━━━━━ Фрагмент текста ━━━━━

Поэтому творчество Микеланджело больше, чем все современное искусство, проникнуто укрепляющей нас силой бытия. Нам не часто дано испытать такой высокий жизненный подъем, какой мы ощущаем, смотря на его Адама во фреске «Сотворение человека», Еву в «Искушении» и «Изгнании из рая» или на многочисленные обнаженные фигуры на потолке Сикстинской капеллы, изображенные на такой высоте, заметьте это, чтобы живительно воздействовать на нас. Когда мы смотрим на бога, создающего Адама, или ангела, стоящего возле пророка Исайи, нас захлестывает волна столь концентрированной жизненной энергии, какая может обрушиться лишь при небывалых мировых событиях. Или посмотрите на его рисунки, величайшие из существующих, на «Богов, состязающихся в стрельбе из лука» или «Геракла со львом».

И эту властную волю, направленную на выражение материальной сущности, и все свои многообразные художественные таланты Микеланджело сочетал с идеалом красоты и силы, с мечтами о великом, но реальном будущем человечества, которому не было равного в новой истории.

Только образы сикстинского плафона дают нам познать, что такое мужество, душевная и физическая энергия, готовность к действию, что такое мечта о великой душе, обитающей в прекрасном теле. Микеланджело завершил то, что начал Мазаччо, создал такой образ человека, который может подчинить себе землю и, кто знает, может быть, больше, чем землю!

Рожденный и выросший в эпоху, когда его гуманистические идеалы и чувство обнаженного тела могли быть поняты и оценены по достоинству, он, к несчастью, провел большую часть жизни в трагических переживаниях и, находясь еще в полном расцвете творчества, оказался одиноким; быть может, величайшим, но – увы! – также и последним из титанов, в таком изобилии дарованных нам XV столетием. Он принужден был жить в эпоху, которую не мог не презирать, в мире, который не понимал его и которому он был не нужен. Поэтому он не мог работать над тем, к чему призывал его гений, и вопреки глубочайшим склонностям своей натуры принужден был растрачивать свою энергию на такие сюжеты, как «Страшный суд». Его позднейшие работы несут на себе следы изменившихся жизненных условий; вначале это ощущалось в том избытке презрения и горечи, которыми проникнуты были создаваемые им скульптуры, позднее – в несоответствии его гения с тем, что он принужден был выполнять. Его страстью была обнаженная натура, его идеалом – сила. Но каким же исходом для этой страсти и идеалов могли быть сюжеты «Страшного суда» и «Распятия апостола Петра», сюжеты, которые по властным и незыблемым законам христианского мира должны были выражать смирение и жертву? Но смирение и терпение были так же незнакомы Микеланджело, как и Данте, как гениальным творческим натурам всех эпох. Даже испытывая эти чувства, он не сумел бы их выразить, ибо его обнаженные фигуры полны мощи, но не слабости, ужаса, но не боязни, отчаяния, но не покорности.

━━━━━ Исходные данные ━━━━━

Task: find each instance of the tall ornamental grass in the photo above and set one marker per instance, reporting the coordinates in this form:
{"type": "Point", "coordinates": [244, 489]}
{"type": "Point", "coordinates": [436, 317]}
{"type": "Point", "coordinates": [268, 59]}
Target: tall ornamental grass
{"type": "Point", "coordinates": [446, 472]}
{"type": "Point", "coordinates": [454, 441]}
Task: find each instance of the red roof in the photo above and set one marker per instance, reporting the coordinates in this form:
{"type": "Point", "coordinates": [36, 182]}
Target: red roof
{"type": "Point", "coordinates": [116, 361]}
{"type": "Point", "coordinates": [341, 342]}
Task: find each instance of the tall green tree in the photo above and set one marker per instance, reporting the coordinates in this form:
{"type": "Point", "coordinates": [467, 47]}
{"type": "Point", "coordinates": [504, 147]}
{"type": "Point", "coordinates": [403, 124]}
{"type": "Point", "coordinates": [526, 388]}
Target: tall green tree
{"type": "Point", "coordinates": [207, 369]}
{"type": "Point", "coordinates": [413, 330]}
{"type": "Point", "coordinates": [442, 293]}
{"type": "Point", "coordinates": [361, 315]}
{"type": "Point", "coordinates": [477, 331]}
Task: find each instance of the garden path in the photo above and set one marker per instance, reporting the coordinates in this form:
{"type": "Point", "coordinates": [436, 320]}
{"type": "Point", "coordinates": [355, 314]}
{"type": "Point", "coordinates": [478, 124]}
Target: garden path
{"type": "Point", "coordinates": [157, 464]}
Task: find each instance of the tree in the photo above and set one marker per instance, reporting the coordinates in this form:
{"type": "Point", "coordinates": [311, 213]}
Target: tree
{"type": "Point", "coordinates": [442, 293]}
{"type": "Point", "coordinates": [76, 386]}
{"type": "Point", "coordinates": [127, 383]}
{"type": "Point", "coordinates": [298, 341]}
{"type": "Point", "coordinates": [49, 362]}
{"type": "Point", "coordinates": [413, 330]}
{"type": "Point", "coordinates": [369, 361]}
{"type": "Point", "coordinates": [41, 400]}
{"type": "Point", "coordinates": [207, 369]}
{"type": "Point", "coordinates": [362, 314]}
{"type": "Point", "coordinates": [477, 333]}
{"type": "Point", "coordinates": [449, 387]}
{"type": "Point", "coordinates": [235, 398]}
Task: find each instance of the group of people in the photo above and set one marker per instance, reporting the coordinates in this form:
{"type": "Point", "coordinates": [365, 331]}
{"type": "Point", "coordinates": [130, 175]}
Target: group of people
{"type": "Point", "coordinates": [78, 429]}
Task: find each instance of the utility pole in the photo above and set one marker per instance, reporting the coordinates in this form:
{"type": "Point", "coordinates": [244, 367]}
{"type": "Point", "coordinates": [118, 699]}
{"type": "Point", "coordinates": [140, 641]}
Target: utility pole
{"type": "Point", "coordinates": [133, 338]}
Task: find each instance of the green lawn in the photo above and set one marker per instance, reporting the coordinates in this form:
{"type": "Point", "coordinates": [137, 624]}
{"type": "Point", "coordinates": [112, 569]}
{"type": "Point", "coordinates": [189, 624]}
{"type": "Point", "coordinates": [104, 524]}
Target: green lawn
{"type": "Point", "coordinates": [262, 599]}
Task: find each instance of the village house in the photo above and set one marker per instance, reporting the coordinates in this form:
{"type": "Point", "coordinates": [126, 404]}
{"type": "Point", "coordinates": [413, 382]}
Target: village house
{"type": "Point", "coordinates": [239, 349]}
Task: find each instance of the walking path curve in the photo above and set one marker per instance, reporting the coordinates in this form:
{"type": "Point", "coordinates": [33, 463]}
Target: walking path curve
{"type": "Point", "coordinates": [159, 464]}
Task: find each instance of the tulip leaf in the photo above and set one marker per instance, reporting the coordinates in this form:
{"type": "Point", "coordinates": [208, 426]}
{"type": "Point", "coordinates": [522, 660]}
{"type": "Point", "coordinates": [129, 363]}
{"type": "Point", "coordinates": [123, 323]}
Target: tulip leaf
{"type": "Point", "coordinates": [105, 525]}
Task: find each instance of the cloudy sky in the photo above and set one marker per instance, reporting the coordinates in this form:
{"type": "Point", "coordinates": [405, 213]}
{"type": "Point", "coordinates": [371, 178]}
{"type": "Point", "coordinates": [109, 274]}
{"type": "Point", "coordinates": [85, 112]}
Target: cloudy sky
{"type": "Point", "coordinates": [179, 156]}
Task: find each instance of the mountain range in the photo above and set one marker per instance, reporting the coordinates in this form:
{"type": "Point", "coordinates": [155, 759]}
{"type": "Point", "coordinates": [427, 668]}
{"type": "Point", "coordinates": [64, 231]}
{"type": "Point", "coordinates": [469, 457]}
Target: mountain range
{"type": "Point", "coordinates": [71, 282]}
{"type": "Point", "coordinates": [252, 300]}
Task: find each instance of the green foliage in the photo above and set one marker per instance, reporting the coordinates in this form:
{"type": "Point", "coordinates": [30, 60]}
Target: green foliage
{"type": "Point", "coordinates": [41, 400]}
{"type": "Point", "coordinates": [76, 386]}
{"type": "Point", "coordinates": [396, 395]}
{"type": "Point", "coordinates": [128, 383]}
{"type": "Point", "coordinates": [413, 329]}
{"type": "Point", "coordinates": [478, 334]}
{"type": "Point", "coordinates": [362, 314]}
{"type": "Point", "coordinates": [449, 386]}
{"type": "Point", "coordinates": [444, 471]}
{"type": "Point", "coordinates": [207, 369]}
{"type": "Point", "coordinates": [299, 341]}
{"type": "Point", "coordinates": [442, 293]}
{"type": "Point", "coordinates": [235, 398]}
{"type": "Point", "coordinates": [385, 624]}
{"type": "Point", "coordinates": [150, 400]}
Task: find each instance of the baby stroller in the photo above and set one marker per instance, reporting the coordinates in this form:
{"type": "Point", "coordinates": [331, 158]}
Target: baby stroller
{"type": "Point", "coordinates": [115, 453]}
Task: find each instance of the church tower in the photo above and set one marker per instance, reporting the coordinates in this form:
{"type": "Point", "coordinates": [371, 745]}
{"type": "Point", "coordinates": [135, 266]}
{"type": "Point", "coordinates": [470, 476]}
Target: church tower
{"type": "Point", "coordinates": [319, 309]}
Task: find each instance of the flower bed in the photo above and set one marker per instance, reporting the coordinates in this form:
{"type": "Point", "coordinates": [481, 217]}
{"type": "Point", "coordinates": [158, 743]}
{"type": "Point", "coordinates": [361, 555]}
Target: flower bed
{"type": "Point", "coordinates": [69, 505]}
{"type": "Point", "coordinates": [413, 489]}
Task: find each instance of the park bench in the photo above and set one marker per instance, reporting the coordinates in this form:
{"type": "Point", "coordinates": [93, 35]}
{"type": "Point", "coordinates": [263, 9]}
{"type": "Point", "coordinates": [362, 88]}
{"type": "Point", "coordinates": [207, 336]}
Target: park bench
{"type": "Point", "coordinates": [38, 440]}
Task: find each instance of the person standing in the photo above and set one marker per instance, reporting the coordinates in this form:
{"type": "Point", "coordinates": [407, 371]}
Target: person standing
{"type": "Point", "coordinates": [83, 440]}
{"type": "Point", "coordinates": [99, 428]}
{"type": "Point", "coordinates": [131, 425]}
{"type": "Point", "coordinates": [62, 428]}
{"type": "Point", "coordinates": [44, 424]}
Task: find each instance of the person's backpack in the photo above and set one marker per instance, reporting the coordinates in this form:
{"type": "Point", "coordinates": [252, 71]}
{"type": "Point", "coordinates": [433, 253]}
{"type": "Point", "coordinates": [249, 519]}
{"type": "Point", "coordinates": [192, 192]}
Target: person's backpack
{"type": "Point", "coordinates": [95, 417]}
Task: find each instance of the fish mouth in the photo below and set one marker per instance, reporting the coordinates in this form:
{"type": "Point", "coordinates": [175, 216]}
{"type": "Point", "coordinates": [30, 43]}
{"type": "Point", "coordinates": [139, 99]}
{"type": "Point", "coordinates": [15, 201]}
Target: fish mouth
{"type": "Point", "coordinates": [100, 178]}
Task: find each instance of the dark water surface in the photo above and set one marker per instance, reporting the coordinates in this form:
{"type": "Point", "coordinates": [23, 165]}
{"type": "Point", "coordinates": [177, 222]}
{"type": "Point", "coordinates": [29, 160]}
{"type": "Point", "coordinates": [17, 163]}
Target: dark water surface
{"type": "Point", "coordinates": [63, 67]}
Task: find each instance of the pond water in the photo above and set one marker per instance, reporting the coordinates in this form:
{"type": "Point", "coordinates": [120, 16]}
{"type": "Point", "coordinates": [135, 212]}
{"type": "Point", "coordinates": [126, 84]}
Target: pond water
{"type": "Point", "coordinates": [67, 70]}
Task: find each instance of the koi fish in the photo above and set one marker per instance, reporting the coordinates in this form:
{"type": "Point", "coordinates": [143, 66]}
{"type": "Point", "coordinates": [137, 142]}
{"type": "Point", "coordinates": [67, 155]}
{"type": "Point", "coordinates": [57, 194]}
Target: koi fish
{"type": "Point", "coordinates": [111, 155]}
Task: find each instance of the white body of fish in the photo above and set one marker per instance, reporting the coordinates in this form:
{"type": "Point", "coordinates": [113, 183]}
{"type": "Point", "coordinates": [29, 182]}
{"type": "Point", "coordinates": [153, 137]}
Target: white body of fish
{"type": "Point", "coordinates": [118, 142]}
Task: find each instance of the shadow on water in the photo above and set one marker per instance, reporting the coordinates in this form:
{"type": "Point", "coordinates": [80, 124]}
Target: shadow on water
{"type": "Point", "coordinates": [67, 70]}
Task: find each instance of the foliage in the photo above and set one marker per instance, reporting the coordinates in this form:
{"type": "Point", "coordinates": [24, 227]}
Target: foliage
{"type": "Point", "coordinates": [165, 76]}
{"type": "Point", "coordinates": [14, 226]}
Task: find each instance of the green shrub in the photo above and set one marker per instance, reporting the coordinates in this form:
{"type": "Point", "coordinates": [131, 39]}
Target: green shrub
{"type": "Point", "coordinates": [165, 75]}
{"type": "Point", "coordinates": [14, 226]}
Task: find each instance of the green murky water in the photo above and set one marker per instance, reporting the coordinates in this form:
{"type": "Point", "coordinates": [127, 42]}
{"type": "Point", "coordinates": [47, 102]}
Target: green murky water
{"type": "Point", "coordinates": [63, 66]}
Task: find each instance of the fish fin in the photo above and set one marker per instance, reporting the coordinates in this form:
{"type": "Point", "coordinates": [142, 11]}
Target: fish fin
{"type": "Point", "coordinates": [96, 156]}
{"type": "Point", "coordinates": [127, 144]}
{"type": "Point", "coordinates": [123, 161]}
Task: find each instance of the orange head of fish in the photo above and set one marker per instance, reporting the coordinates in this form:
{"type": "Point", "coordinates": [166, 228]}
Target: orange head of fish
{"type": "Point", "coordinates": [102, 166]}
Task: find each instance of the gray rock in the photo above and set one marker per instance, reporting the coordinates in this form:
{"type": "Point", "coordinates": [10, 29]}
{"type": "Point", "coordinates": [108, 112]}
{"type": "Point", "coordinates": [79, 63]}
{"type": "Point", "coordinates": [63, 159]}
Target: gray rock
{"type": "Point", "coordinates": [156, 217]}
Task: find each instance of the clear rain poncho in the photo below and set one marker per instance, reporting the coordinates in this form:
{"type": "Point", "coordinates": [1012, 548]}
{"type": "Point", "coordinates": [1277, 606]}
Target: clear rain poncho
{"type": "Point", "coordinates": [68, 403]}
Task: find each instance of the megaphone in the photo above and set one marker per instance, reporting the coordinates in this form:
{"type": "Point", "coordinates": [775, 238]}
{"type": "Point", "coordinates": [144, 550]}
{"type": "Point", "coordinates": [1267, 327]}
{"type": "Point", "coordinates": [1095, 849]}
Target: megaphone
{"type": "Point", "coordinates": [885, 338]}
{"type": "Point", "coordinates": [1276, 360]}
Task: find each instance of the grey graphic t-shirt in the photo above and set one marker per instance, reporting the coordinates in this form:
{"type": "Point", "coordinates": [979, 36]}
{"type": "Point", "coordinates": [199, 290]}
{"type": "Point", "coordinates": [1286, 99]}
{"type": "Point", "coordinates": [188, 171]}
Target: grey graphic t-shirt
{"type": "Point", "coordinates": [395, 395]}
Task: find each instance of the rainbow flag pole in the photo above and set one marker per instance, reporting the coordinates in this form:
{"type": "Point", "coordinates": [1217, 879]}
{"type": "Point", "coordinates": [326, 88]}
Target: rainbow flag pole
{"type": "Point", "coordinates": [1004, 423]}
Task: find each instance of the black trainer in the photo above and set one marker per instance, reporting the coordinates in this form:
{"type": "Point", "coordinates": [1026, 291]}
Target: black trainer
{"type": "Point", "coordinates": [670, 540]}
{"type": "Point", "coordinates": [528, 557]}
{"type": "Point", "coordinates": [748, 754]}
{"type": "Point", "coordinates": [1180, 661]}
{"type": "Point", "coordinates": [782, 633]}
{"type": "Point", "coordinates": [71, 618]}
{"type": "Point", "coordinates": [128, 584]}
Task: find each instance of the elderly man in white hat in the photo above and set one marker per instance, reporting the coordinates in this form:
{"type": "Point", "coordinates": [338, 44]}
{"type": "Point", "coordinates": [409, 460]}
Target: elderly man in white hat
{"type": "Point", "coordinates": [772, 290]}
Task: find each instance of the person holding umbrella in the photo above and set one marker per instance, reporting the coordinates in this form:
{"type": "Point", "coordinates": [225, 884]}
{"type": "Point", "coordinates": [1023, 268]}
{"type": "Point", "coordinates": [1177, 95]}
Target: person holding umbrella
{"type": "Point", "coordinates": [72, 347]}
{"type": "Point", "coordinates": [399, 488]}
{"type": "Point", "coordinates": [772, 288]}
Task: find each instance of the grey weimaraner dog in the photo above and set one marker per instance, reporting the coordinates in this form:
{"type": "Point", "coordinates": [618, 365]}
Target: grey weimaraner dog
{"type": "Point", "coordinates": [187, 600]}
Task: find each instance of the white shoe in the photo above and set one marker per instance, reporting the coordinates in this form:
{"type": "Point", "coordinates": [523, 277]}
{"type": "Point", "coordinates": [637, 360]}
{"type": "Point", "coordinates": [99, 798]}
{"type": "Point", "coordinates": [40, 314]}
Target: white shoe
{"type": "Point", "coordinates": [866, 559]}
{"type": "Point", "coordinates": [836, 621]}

━━━━━

■ **Задания**
1. Что во фрагменте о Микеланджело названо его страстью и что его идеалом?
2. Оформите в виде JSON-списка строк всё, что идет в записях от строки с «Task: find each instance of the rainbow» до конца записей включительно. Каждая строка записей становится отдельной строкой списка, пустые строки пропустите.

■ **Ответы к заданиям**
1. Его страстью была обнаженная натура, а идеалом — сила.

2.
[
  "Task: find each instance of the rainbow flag pole in the photo above and set one marker per instance, reporting the coordinates in this form:",
  "{\"type\": \"Point\", \"coordinates\": [1217, 879]}",
  "{\"type\": \"Point\", \"coordinates\": [326, 88]}",
  "Target: rainbow flag pole",
  "{\"type\": \"Point\", \"coordinates\": [1004, 423]}",
  "Task: find each instance of the black trainer in the photo above and set one marker per instance, reporting the coordinates in this form:",
  "{\"type\": \"Point\", \"coordinates\": [1026, 291]}",
  "Target: black trainer",
  "{\"type\": \"Point\", \"coordinates\": [670, 540]}",
  "{\"type\": \"Point\", \"coordinates\": [528, 557]}",
  "{\"type\": \"Point\", \"coordinates\": [748, 754]}",
  "{\"type\": \"Point\", \"coordinates\": [1180, 661]}",
  "{\"type\": \"Point\", \"coordinates\": [782, 633]}",
  "{\"type\": \"Point\", \"coordinates\": [71, 618]}",
  "{\"type\": \"Point\", \"coordinates\": [128, 584]}",
  "Task: find each instance of the elderly man in white hat in the photo above and set one marker per instance, reporting the coordinates in this form:",
  "{\"type\": \"Point\", \"coordinates\": [338, 44]}",
  "{\"type\": \"Point\", \"coordinates\": [409, 460]}",
  "Target: elderly man in white hat",
  "{\"type\": \"Point\", \"coordinates\": [772, 290]}",
  "Task: find each instance of the person holding umbrella in the photo above and set one marker per instance, reporting the coordinates in this form:",
  "{\"type\": \"Point\", \"coordinates\": [225, 884]}",
  "{\"type\": \"Point\", \"coordinates\": [1023, 268]}",
  "{\"type\": \"Point\", \"coordinates\": [1177, 95]}",
  "Target: person holding umbrella",
  "{\"type\": \"Point\", \"coordinates\": [72, 347]}",
  "{\"type\": \"Point\", \"coordinates\": [399, 488]}",
  "{\"type\": \"Point\", \"coordinates\": [772, 288]}",
  "Task: find each instance of the grey weimaraner dog in the photo above and set one marker per instance, reporting the coordinates in this form:",
  "{\"type\": \"Point\", \"coordinates\": [618, 365]}",
  "Target: grey weimaraner dog",
  "{\"type\": \"Point\", \"coordinates\": [187, 600]}",
  "Task: find each instance of the white shoe in the photo above and set one marker per instance, reporting the coordinates in this form:",
  "{\"type\": \"Point\", \"coordinates\": [523, 277]}",
  "{\"type\": \"Point\", \"coordinates\": [637, 360]}",
  "{\"type\": \"Point\", \"coordinates\": [99, 798]}",
  "{\"type\": \"Point\", \"coordinates\": [40, 314]}",
  "Target: white shoe",
  "{\"type\": \"Point\", \"coordinates\": [866, 559]}",
  "{\"type\": \"Point\", \"coordinates\": [836, 621]}"
]